▶ [Stated goal]: Turn the entire listing below into a numbered list, one line per item, leaving out any blank lines.

[Excerpts from location labeling data]
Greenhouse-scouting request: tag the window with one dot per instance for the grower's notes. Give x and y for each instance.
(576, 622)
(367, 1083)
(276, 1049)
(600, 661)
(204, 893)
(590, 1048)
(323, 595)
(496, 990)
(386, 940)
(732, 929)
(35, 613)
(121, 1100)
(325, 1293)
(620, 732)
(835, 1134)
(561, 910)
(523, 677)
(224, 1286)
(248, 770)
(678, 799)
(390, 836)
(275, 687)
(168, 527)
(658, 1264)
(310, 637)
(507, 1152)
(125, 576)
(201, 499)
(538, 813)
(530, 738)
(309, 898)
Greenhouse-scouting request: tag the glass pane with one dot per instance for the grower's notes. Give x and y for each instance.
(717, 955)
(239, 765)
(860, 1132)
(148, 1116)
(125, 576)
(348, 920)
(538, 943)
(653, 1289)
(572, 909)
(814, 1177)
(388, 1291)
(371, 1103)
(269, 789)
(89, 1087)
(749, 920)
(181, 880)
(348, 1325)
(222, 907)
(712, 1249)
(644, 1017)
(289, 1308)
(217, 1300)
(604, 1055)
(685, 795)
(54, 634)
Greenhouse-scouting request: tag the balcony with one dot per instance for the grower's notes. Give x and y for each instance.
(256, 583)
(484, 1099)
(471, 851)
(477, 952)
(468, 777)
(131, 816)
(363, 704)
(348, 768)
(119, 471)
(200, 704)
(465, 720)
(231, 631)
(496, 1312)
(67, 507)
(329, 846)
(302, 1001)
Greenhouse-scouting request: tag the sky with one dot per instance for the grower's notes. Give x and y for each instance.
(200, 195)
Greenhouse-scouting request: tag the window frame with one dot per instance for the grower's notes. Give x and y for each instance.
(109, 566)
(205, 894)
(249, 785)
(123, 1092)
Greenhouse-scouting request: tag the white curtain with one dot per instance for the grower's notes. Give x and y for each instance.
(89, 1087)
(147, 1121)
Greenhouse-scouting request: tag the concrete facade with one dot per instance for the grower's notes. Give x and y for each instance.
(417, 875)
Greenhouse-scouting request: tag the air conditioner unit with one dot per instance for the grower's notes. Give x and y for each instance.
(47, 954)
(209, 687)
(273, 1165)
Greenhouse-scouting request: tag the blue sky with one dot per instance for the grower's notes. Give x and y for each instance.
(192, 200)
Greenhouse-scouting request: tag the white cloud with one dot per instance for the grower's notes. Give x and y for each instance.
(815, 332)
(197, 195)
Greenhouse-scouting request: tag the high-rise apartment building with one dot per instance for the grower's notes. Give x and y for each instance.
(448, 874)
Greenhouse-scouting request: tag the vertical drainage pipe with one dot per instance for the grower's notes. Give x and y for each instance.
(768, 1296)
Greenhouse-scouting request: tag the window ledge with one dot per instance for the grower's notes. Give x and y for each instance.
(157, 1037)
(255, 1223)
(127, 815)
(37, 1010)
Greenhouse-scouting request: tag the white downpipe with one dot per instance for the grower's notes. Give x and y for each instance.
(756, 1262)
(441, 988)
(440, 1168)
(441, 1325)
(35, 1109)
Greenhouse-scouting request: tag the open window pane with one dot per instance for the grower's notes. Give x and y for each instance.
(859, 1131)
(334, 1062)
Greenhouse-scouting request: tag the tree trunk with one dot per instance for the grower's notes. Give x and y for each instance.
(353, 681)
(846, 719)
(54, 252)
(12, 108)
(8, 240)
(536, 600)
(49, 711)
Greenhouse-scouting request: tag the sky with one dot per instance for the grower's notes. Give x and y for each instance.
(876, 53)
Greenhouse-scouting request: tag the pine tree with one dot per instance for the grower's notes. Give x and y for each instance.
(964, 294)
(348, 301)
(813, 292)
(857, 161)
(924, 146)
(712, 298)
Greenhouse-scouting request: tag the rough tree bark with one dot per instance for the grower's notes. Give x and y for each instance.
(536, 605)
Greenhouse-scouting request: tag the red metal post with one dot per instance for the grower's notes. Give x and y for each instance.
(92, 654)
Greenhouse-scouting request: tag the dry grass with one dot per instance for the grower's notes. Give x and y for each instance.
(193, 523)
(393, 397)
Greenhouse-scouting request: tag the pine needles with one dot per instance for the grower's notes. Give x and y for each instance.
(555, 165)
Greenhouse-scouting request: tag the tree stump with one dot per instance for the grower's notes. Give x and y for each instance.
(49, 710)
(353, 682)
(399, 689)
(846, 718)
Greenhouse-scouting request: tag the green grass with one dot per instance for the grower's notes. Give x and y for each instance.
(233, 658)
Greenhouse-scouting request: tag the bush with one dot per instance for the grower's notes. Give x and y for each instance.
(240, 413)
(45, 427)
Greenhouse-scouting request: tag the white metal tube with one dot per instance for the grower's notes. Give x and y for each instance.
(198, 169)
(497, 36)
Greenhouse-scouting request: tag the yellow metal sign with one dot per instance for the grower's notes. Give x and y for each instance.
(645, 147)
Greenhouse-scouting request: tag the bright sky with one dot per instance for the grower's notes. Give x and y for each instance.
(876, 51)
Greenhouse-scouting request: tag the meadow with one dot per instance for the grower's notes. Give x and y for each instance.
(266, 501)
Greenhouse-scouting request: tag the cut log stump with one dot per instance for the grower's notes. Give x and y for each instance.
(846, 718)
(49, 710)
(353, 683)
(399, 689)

▶ [Correct result]:
1. Greenhouse-scouting request: tag the window with one dot per instance for the grower's notes. Give x and y for each instance.
2. (576, 622)
3. (367, 1083)
4. (276, 1049)
5. (600, 661)
6. (204, 893)
7. (590, 1048)
8. (323, 595)
9. (496, 990)
10. (386, 940)
11. (732, 929)
12. (35, 613)
13. (121, 1100)
14. (325, 1293)
15. (620, 732)
16. (835, 1134)
17. (561, 910)
18. (523, 677)
19. (224, 1286)
20. (248, 770)
21. (678, 799)
22. (390, 836)
23. (275, 687)
24. (168, 527)
25. (658, 1264)
26. (310, 637)
27. (507, 1152)
28. (125, 576)
29. (201, 499)
30. (538, 813)
31. (530, 738)
32. (309, 898)
33. Greenhouse-scouting request: tag the glass pane with one dot per instance for the grower's notes. Give x and y for each instance.
34. (717, 955)
35. (239, 765)
36. (860, 1132)
37. (148, 1116)
38. (125, 576)
39. (348, 920)
40. (538, 943)
41. (653, 1289)
42. (572, 909)
43. (814, 1177)
44. (388, 1291)
45. (371, 1103)
46. (269, 789)
47. (89, 1087)
48. (749, 920)
49. (181, 880)
50. (348, 1325)
51. (222, 907)
52. (712, 1249)
53. (644, 1017)
54. (289, 1308)
55. (217, 1300)
56. (604, 1055)
57. (685, 795)
58. (54, 634)
59. Greenhouse-scouting request: tag the balcony with one dot per instance for the grower's notes. Give x and y for each instance.
60. (256, 583)
61. (484, 1099)
62. (471, 851)
63. (477, 952)
64. (468, 777)
65. (131, 816)
66. (363, 704)
67. (348, 768)
68. (119, 471)
69. (200, 704)
70. (465, 720)
71. (231, 631)
72. (496, 1312)
73. (67, 507)
74. (329, 846)
75. (302, 1001)
76. Greenhouse-scouting request: tag the sky with one dot per instance for the grower's notes. Give x and y for each instance.
77. (200, 195)
78. Greenhouse-scouting request: tag the window frame with one dot per instance for the grower's notes. Give x and y for each instance.
79. (109, 566)
80. (205, 894)
81. (249, 785)
82. (123, 1092)
83. Greenhouse-scouting request: tag the white curtain with one dot per instance for the grower's notes. Give x and y for each instance.
84. (89, 1087)
85. (147, 1121)
86. Greenhouse-scouting request: tag the concrete facade with one dot per instance for the grower's notes. Give x and y for each instance.
87. (417, 875)
88. Greenhouse-scouting request: tag the air conditioner unit with one dot per instance for the grower's notes. Give x and y for each instance.
89. (47, 954)
90. (209, 687)
91. (273, 1165)
92. Greenhouse-scouting request: tag the blue sky with one dot per instance for the grower's notes. Give x and y for each instance.
93. (192, 200)
94. Greenhouse-scouting request: tag the white cloud with one dot per instance for the grower's notes. Give x and y for each instance.
95. (815, 332)
96. (197, 195)
97. Greenhouse-scouting request: tag the high-rise apartment building with one dot per instance for the grower's notes. Give x and y for each instance.
98. (448, 874)
99. Greenhouse-scouting request: tag the vertical drainage pipe with one dot per instance for the grower's notes. Give x and y for each instance.
100. (768, 1296)
101. Greenhouse-scouting request: tag the window ledge with one dot per instance for the grower's notes. Give x and y for each instance.
102. (157, 1037)
103. (255, 1223)
104. (127, 815)
105. (37, 1010)
106. Greenhouse-scouting request: tag the white downpipe with one dot per instance for the grower's notes. Give x and y for each instance.
107. (756, 1262)
108. (441, 988)
109. (440, 1168)
110. (441, 1325)
111. (35, 1109)
112. Greenhouse-scouting request: tag the open window pane with one dot per instance for the grower's notes. Give x and y for each instance.
113. (859, 1131)
114. (334, 1062)
115. Greenhouse-scouting request: tag the tree trunk with one dot per instance for the grower's notes. Give x and y for each instance.
116. (353, 681)
117. (846, 719)
118. (54, 252)
119. (12, 108)
120. (8, 240)
121. (536, 600)
122. (49, 711)
123. Greenhouse-scouting request: tag the sky with one dot per instance for the grower's notes. Give x and y for each instance.
124. (876, 53)
125. Greenhouse-scouting request: tag the pine tree with one dot per instance for the grower's notes. Give x and y for each instance.
126. (964, 294)
127. (348, 301)
128. (813, 292)
129. (857, 161)
130. (924, 146)
131. (712, 298)
132. Greenhouse-scouting request: tag the rough tree bark with one dot per instance for the grower's notes. Give x and y for each instance.
133. (536, 605)
134. Greenhouse-scouting request: tag the red metal post with one dot per instance for the grower's notes. Give x and y for each instance.
135. (92, 654)
136. Greenhouse-scouting request: tag the dry grass with one dot per instance for the grower's notes. Give x and y for each instance.
137. (193, 523)
138. (393, 397)
139. Greenhouse-scouting request: tag the pine needles with one dot per instance for the grower's notes. Give x and y for each instance.
140. (555, 165)
141. Greenhouse-scouting request: tag the tree stump with one dot per instance for the grower's notes. Give x and y for each instance.
142. (49, 710)
143. (353, 682)
144. (399, 689)
145. (846, 718)
146. Greenhouse-scouting request: tag the green grass with one dot per instance for the grower's notes. Give x and y for each instance.
147. (233, 658)
148. Greenhouse-scouting request: tag the bush with one dot per instance for the grower's notes. Give x and y for each instance.
149. (240, 413)
150. (45, 427)
151. Greenhouse-scouting request: tag the white metal tube with one dot per instance for the grower's notes. Give x and y for each instance.
152. (198, 169)
153. (497, 36)
154. Greenhouse-scouting request: tag the yellow metal sign with one dot per instance for the grower's notes. Give x and y for each instance.
155. (645, 147)
156. Greenhouse-scouting request: tag the bright sky with one dot per instance for the grower's notes. Give x and y for each instance.
157. (876, 51)
158. Greenhouse-scouting request: tag the meadow with one dot per instance for the grower's notes. Give x and y for each instance.
159. (266, 501)
160. Greenhouse-scouting request: tag the cut log stump with one dot per instance for the grower's notes. Give x and y for each instance.
161. (846, 718)
162. (49, 710)
163. (353, 683)
164. (399, 689)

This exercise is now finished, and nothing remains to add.